Requirement: Please write back every entry exactly, character for character.

(Segmentation mask data)

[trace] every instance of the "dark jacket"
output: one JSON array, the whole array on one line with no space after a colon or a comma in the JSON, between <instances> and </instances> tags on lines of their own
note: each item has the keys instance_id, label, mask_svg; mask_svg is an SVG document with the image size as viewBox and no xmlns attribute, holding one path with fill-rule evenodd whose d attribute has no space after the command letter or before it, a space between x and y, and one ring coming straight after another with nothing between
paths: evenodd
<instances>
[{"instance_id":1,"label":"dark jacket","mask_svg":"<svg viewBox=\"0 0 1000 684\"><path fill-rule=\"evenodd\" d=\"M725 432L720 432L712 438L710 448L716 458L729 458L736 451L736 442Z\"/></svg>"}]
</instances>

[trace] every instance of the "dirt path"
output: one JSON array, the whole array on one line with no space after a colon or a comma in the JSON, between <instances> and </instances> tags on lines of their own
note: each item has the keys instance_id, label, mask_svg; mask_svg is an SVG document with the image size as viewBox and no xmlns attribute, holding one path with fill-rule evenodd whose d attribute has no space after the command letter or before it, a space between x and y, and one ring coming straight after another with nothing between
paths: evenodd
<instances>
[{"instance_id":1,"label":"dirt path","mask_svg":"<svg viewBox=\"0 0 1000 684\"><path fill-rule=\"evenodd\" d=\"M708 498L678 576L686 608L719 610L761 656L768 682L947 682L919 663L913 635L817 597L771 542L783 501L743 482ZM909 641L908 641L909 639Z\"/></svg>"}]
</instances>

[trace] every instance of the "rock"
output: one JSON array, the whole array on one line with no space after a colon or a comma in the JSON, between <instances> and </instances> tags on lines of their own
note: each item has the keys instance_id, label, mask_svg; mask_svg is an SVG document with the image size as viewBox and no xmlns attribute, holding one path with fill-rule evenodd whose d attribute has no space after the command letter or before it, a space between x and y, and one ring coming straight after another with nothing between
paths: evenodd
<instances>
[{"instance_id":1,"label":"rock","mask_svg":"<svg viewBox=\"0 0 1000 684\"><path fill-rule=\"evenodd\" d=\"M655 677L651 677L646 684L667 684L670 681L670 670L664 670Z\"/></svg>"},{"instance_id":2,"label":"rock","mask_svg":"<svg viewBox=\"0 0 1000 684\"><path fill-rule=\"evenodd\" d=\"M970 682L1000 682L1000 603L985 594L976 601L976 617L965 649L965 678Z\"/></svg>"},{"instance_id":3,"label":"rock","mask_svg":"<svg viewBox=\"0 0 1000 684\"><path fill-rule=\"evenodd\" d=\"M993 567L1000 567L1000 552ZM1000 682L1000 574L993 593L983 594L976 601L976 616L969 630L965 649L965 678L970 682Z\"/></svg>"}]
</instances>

Problem solution:
[trace] every instance of the "dark jacket"
output: one JSON array, the whole array on one line with no space after a colon or a comma in the JSON, between <instances> and </instances> tags on lines of their own
note: each item has the keys instance_id, label, mask_svg; mask_svg is an SVG document with the image size as viewBox and no xmlns attribute, holding one path with fill-rule evenodd whose d attribute has no space after the command letter or before it, a space between x and y, and one ring coming straight after another with nothing between
paths: evenodd
<instances>
[{"instance_id":1,"label":"dark jacket","mask_svg":"<svg viewBox=\"0 0 1000 684\"><path fill-rule=\"evenodd\" d=\"M725 432L720 432L712 438L710 448L716 458L729 458L736 451L736 442Z\"/></svg>"}]
</instances>

[trace] every instance of the "dirt path"
output: one JSON array, the whole array on one line with no space after a colon or a comma in the JSON, between <instances> and </instances> tags on lines of their own
note: each item has the keys instance_id, label, mask_svg; mask_svg is an SVG document with the image size as viewBox and no xmlns attribute, holding one path with fill-rule evenodd whose d attribute has no space after the command letter or before it, a space between x and y, and one ring coming straight after another with nothing between
paths: evenodd
<instances>
[{"instance_id":1,"label":"dirt path","mask_svg":"<svg viewBox=\"0 0 1000 684\"><path fill-rule=\"evenodd\" d=\"M708 498L678 576L686 608L719 610L761 656L768 682L947 682L919 663L913 635L817 597L771 542L783 501L743 482ZM909 641L908 641L909 639Z\"/></svg>"}]
</instances>

[trace] every instance of the "rock"
output: one JSON array, the whole array on one line with no space after a colon or a comma in the JSON, between <instances> and </instances> tags on lines of their own
note: each item has the keys instance_id, label, mask_svg; mask_svg is an SVG document with the image size as viewBox and no xmlns attribute, holding one path with fill-rule evenodd whose d attribute has no space after the command letter or before it, a space between x and y, and one ring coming straight after another with nothing between
paths: evenodd
<instances>
[{"instance_id":1,"label":"rock","mask_svg":"<svg viewBox=\"0 0 1000 684\"><path fill-rule=\"evenodd\" d=\"M655 677L651 677L646 684L667 684L670 681L670 670L664 670Z\"/></svg>"},{"instance_id":2,"label":"rock","mask_svg":"<svg viewBox=\"0 0 1000 684\"><path fill-rule=\"evenodd\" d=\"M970 682L1000 682L1000 603L985 594L976 601L976 617L965 649L965 678Z\"/></svg>"},{"instance_id":3,"label":"rock","mask_svg":"<svg viewBox=\"0 0 1000 684\"><path fill-rule=\"evenodd\" d=\"M993 567L1000 567L1000 552ZM1000 682L1000 574L993 593L983 594L976 601L976 616L969 630L965 649L965 678L970 682Z\"/></svg>"}]
</instances>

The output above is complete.